*Task to carry out*
Reproduce the listing below word for word, leaving out the pictures.

## begin Provided information

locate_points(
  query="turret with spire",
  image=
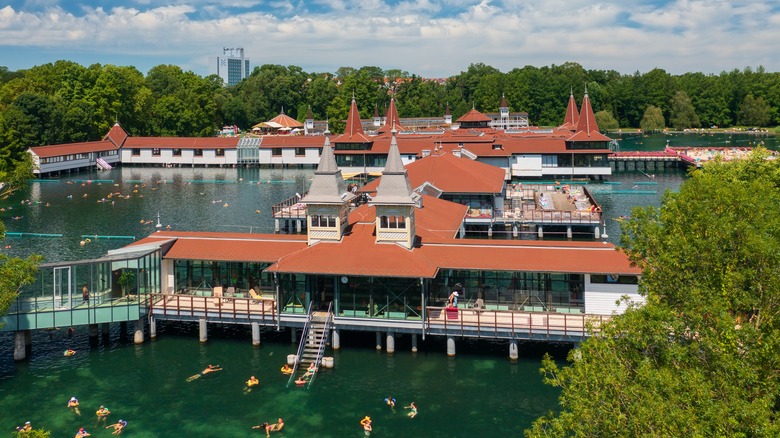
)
(327, 202)
(395, 201)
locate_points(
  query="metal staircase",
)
(102, 164)
(314, 337)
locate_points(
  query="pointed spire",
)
(354, 127)
(587, 120)
(327, 186)
(572, 116)
(394, 186)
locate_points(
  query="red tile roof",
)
(473, 116)
(452, 175)
(286, 121)
(72, 148)
(182, 142)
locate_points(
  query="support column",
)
(20, 349)
(390, 342)
(335, 339)
(203, 330)
(513, 354)
(450, 346)
(152, 328)
(255, 334)
(138, 334)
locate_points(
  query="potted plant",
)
(125, 280)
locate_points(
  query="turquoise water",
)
(478, 393)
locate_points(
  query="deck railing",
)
(180, 305)
(509, 323)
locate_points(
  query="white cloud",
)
(426, 37)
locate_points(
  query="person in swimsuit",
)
(413, 412)
(73, 404)
(209, 369)
(118, 427)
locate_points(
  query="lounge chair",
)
(218, 296)
(255, 296)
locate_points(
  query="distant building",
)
(232, 66)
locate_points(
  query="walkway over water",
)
(558, 326)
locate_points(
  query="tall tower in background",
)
(232, 67)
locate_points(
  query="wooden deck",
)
(510, 324)
(183, 306)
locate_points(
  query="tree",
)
(605, 121)
(700, 357)
(754, 111)
(653, 120)
(683, 115)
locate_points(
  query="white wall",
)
(600, 298)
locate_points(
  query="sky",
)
(429, 38)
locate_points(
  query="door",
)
(61, 287)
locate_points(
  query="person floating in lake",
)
(413, 412)
(367, 427)
(271, 427)
(102, 413)
(119, 426)
(27, 427)
(73, 404)
(209, 369)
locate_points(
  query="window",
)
(614, 279)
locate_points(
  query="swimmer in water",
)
(413, 412)
(209, 369)
(73, 404)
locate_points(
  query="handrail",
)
(321, 349)
(188, 305)
(301, 344)
(486, 322)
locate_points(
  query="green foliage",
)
(605, 121)
(754, 111)
(14, 273)
(683, 115)
(66, 102)
(700, 357)
(653, 120)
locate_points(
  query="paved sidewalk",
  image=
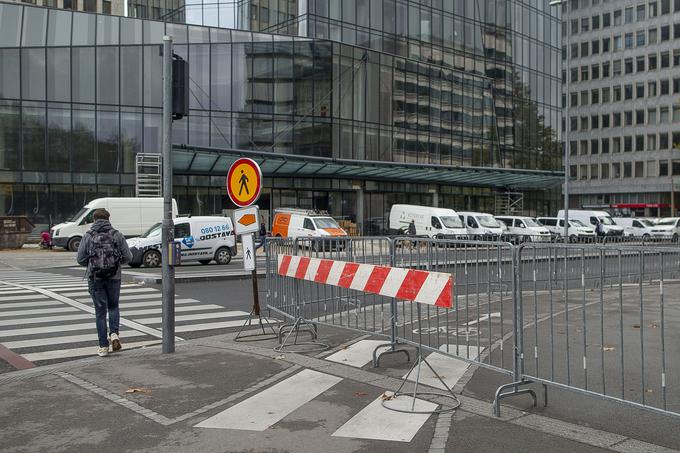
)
(217, 395)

## end Provided information

*Written solution*
locate_points(
  query="turret with spire",
  image=
)
(327, 202)
(395, 201)
locate_points(
  query="metal staircase",
)
(102, 164)
(314, 337)
locate_points(
  query="pointed spire",
)
(354, 127)
(587, 120)
(327, 186)
(572, 116)
(394, 186)
locate_points(
  query="red tile roof",
)
(473, 116)
(452, 175)
(286, 121)
(72, 148)
(182, 142)
locate_points(
  query="support column",
)
(20, 349)
(390, 342)
(335, 339)
(203, 330)
(513, 354)
(450, 346)
(152, 328)
(255, 334)
(138, 334)
locate_points(
  query="potted plant",
)
(125, 280)
locate_points(
  query="turquoise water",
)
(478, 393)
locate_points(
  query="deck railing",
)
(180, 305)
(509, 323)
locate_points(
  query="white cloud",
)
(426, 37)
locate_points(
  query="person in swimsuit",
)
(413, 412)
(73, 404)
(209, 369)
(118, 427)
locate_points(
  query="lounge chair",
)
(218, 296)
(255, 296)
locate_points(
  query="distant building",
)
(232, 66)
locate_points(
  query="walkway over water",
)
(558, 326)
locate_points(
  query="tall tower in background",
)
(232, 67)
locate_points(
  query="wooden deck",
)
(510, 324)
(183, 306)
locate_points(
  query="tree",
)
(605, 121)
(700, 357)
(754, 111)
(653, 120)
(683, 115)
locate_points(
  query="white wall",
)
(600, 298)
locate_points(
  query="sky",
)
(429, 38)
locate_points(
  query="door",
)
(61, 287)
locate_points(
  query="person floating in lake",
)
(413, 412)
(367, 427)
(271, 427)
(102, 413)
(119, 426)
(27, 427)
(73, 404)
(209, 369)
locate_points(
  query="window",
)
(614, 279)
locate_points(
  query="swimmer in water",
)
(413, 412)
(209, 369)
(73, 404)
locate_points(
  query="handrail",
)
(321, 349)
(188, 305)
(301, 344)
(486, 322)
locate_points(
  query="green foliage",
)
(605, 121)
(754, 111)
(14, 273)
(683, 115)
(66, 102)
(700, 357)
(653, 120)
locate_points(
  query="paved sidewalk",
  image=
)
(217, 395)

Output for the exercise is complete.